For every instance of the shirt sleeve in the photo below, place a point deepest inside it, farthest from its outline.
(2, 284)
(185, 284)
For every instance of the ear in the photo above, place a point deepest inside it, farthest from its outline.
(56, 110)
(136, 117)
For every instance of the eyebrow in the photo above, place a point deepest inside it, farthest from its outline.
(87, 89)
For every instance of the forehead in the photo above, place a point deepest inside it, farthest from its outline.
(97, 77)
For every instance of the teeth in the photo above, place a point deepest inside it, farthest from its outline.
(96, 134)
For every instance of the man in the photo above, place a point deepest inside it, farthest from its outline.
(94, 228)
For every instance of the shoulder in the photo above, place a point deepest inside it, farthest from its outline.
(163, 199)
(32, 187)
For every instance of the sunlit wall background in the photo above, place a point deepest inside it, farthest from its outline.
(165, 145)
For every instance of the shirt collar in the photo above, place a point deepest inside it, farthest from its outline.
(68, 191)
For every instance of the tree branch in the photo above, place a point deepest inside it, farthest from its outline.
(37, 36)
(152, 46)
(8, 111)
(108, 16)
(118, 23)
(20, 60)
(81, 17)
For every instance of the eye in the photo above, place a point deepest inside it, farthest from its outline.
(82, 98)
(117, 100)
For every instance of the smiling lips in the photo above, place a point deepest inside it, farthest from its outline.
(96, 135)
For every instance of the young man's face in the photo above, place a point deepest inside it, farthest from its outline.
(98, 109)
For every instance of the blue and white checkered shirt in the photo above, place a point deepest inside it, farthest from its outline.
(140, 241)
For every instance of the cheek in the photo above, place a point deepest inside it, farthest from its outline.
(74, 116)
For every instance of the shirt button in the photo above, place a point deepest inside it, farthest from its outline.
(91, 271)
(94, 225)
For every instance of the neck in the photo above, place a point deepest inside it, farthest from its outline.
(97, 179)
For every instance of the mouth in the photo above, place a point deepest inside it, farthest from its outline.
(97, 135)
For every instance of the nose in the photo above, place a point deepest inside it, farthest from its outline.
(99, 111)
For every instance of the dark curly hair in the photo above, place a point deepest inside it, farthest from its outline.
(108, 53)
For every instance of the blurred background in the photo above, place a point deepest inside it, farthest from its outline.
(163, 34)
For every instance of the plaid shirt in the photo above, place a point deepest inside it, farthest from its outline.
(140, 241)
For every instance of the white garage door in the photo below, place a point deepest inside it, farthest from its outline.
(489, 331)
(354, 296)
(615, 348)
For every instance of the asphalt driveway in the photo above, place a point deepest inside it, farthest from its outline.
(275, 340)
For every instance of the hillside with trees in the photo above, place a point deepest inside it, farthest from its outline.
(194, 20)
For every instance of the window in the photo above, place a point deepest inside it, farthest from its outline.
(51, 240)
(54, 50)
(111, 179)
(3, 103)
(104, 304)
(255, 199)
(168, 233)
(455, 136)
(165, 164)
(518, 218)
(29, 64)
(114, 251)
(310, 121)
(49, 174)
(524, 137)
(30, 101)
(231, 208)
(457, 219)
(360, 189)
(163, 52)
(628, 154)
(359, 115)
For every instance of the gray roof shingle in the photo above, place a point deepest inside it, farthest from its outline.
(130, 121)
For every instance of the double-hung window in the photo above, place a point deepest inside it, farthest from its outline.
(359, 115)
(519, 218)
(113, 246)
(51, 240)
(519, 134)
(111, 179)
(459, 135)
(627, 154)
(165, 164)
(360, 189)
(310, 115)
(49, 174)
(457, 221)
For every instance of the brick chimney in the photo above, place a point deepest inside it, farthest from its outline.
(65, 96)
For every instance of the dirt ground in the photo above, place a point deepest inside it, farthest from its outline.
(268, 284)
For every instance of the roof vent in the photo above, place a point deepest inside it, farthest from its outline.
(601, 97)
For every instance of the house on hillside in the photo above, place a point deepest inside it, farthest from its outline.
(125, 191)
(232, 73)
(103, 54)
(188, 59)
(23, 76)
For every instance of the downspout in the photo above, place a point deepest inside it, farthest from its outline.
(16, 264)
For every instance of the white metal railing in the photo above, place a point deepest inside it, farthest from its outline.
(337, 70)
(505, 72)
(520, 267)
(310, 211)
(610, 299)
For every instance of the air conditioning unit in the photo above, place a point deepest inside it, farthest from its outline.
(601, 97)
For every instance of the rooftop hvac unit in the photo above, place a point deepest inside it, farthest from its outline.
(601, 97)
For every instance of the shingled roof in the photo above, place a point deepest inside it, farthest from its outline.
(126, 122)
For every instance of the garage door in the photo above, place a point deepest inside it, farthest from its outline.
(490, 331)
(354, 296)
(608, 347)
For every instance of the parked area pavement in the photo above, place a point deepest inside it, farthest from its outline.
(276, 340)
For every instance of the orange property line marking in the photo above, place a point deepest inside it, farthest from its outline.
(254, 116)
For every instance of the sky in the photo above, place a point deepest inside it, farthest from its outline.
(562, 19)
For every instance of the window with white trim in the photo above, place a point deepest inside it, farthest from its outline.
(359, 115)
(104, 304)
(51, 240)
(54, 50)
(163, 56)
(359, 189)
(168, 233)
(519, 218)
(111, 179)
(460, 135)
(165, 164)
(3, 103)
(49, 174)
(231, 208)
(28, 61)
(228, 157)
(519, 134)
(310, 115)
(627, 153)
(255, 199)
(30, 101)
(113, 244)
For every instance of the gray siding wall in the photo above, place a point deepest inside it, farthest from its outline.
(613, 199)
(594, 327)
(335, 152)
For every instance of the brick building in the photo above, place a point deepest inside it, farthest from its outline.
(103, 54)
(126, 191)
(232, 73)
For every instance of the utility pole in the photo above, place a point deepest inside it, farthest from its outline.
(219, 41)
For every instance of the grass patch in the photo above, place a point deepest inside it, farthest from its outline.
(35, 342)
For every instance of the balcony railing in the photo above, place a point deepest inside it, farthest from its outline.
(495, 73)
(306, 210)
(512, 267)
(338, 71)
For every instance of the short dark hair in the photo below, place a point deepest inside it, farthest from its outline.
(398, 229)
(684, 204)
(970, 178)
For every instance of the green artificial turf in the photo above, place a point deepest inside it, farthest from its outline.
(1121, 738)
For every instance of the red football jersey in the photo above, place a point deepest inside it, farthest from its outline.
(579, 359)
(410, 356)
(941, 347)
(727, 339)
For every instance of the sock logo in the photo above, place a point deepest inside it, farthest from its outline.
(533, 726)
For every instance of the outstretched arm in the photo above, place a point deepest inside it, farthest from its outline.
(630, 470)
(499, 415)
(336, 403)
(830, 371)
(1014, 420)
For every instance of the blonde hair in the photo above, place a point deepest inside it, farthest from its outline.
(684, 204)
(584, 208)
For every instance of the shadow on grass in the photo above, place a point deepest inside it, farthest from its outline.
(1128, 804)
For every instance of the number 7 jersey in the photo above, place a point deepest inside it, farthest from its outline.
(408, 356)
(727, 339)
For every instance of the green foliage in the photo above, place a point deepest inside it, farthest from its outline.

-------

> _PROBLEM STATEMENT_
Please write out the entries above in full, exactly as they read.

> _OUTPUT OF THE TASK_
For every instance of the shirt sleeve in the photo below, place a point deepest inside it, farthest from its outline.
(2, 284)
(185, 284)
For every instance of the ear in the photo above, place a point deepest inside it, farthest from its outline.
(56, 110)
(136, 117)
For every instance of the eyebrow in the photo above, place a point deepest inside it, farthest from its outline.
(87, 89)
For every instance of the forehead in the photo above, place a point deepest inside it, farthest from its outline.
(97, 77)
For every instance of the teeth in the photo above, place a point deepest inside it, farthest from its outline.
(96, 134)
For every instance of the man in the photo above, place a point deepest inside it, farthest from its outline.
(94, 228)
For every instance of the shoulder in the photo above, place a point deepest inside it, farthest from its outline.
(163, 199)
(32, 187)
For every instance of the sunlit wall background in the photo above, place a point deepest inside it, farthest from its outline.
(165, 145)
For every instance of the shirt collar in the photo above, place a point deepest inside it, farthest from its outline.
(68, 191)
For every instance of the tree branch in the photo above, place a point deepest inside it, farthest from its outline.
(37, 36)
(152, 46)
(8, 111)
(108, 16)
(118, 23)
(20, 60)
(81, 17)
For every instance of the eye in the photo above, place a point deepest inside it, farthest from its outline.
(82, 98)
(117, 100)
For every instance of the smiling lips in the photo above, place a point deepest inside it, farthest from its outline.
(96, 135)
For every instance of the young man's face in the photo above, place a point deepest inside it, farthest from its outline.
(98, 109)
For every instance of the blue and white checkered shirt in the photo above, place a point deepest inside it, farthest from its outline.
(140, 241)
For every instance of the cheek in the photo above, place a point deepest inside it, farthest from its outline.
(74, 116)
For every instance of the shirt button in the photo above, place a point deepest inside it, farthest from its outline.
(91, 271)
(94, 225)
For every instance of the neck in the photo above, place a point deepest inside it, farthest from its outline.
(97, 179)
For every instance of the mouth in the photo above, place a point deepest inside it, farthest from its outline.
(97, 135)
For every instance of the nose in the photo above, place a point deepest inside it, farthest from its outline.
(99, 111)
For every instance of the dark curly hair in the photo above, place a point deepest inside it, farthest from its outline.
(108, 53)
For every instance of the blurred background in the photo above, place a point deepest inside it, farthest from its outline.
(163, 34)
For every instance of the plaid shirt in the photo above, place a point deepest inside it, farthest from its outline.
(140, 241)
For every instance of the white garage door in the photo below, place a point deepest inside it, farthest from its outline.
(489, 331)
(354, 296)
(615, 348)
For every instance of the asphalt driveway in the photo above, place a point deepest inside it, farthest from its outline.
(275, 340)
For every instance of the hillside with trees in the photo above, place a point deepest inside it, farthest from its outline.
(194, 20)
For every instance of the window in the photo above, place a point deepest inside it, farthest from its outline.
(51, 240)
(54, 50)
(111, 179)
(3, 103)
(104, 304)
(255, 199)
(168, 233)
(455, 136)
(165, 164)
(518, 218)
(29, 64)
(114, 251)
(310, 121)
(49, 174)
(524, 137)
(30, 101)
(231, 208)
(457, 219)
(360, 189)
(163, 52)
(628, 154)
(359, 115)
For every instance of the gray roof shingle in the photo above, place a point deepest inside it, farthest from its outline.
(130, 121)
For every instance of the double-hung window in the photo above, place a point deepest inside it, farthest from its outline.
(359, 115)
(519, 218)
(113, 246)
(51, 240)
(519, 134)
(111, 179)
(459, 135)
(627, 154)
(165, 164)
(360, 189)
(310, 115)
(49, 174)
(457, 221)
For every instance of the brick chimney in the photo above, place a point deepest inside it, farthest from its outline.
(65, 96)
For every instance of the dirt ground in the photo above, place a point deepest inside it, farthest from its outline.
(268, 284)
For every instance of the roof vent in the photo above, place a point deepest inside it, farthest from its outline.
(601, 97)
For every instance of the house on hillside in the photo above, place a point deepest inside it, farthest from its outline.
(125, 191)
(232, 73)
(103, 54)
(188, 59)
(23, 76)
For every instance of the downspout in the photo above, place a point deepest inside it, farthest from its outline.
(16, 264)
For every instance of the white metal railing in the photo above, place a point deepest inside it, farthest from its outline.
(337, 70)
(505, 72)
(520, 267)
(310, 211)
(610, 299)
For every instance of the air conditioning unit in the photo above, place a point deepest inside it, farthest from its outline.
(601, 97)
For every instance of the rooftop hvac unit in the photo above, place a point deepest inside it, farthest from its outline.
(601, 97)
For every instance of the shingled roof in the photo above, place a point deepest inside it, farthest from its outline.
(126, 122)
For every instance of the garage door in the photo above, place a point deepest inside it, farthest from its outline.
(490, 331)
(354, 296)
(608, 347)
For every instance of the parked area pavement in the photo above, place a point deepest inside it, farthest from its outline.
(276, 340)
For every instance of the orange property line marking in the photo above, place a point deepest inside it, farthest from its outline.
(254, 116)
For every instance of the sky in the photo above, place a point deepest inside it, farthest from its outline.
(562, 19)
For every instance of the window with white trim in the photo above, place a point deepest inside it, farthest from its outline.
(359, 115)
(104, 304)
(51, 240)
(54, 50)
(163, 56)
(359, 189)
(168, 233)
(519, 218)
(111, 179)
(460, 135)
(165, 164)
(3, 103)
(49, 174)
(231, 208)
(28, 61)
(228, 157)
(519, 134)
(310, 115)
(627, 153)
(255, 199)
(30, 101)
(113, 244)
For every instance of the gray siding wall in the photo above, place a point deepest inside it, farthest from its outline.
(613, 199)
(594, 327)
(335, 152)
For every instance of the brick building in the photo above, place a point deepest inside it, farthest from its outline.
(103, 54)
(126, 191)
(232, 73)
For every instance of the utility pole in the photo above, place a point deepest inside it, farthest from its outline.
(219, 41)
For every instance of the grass patch in the photo above, place a point deepest inside it, farthest from its outline.
(35, 342)
For every instance of the balcony railing in the photo above, place a point deepest inside it, farthest from its outline.
(495, 73)
(306, 210)
(512, 267)
(338, 71)
For every instance of the short dark hair in the photo below, place a point deepest inside it, farthest from its outline.
(398, 229)
(684, 204)
(970, 178)
For every instance of the green artificial turf in the photo above, place a point deepest inside it, farthest from its outline.
(1121, 738)
For every instance of the red football jersey in the photo above, place a point deepest inside it, farthest from its outline.
(579, 359)
(410, 356)
(941, 347)
(727, 339)
For every instance of the sock logo in the photo above, place a point deepest inside it, farthest from its outline.
(533, 726)
For every instance of the outstretched arm in the photo above, place a point deepest inside it, farthest from its outline.
(630, 470)
(499, 415)
(336, 403)
(830, 371)
(1014, 420)
For every instance of the blonde hair in the photo above, place a point deepest inside it, farthest from its outline.
(684, 204)
(584, 208)
For every instance of the shadow on grass in the photo above, place a point deepest inside it, farthest from its outline.
(1128, 804)
For every instance of the number 7 jersey in the photo above, place a point deepest inside it, farthest from its outline.
(408, 356)
(727, 339)
For every instance of the green foliage in the photo above, place a point deepest inside it, farthest from its outline.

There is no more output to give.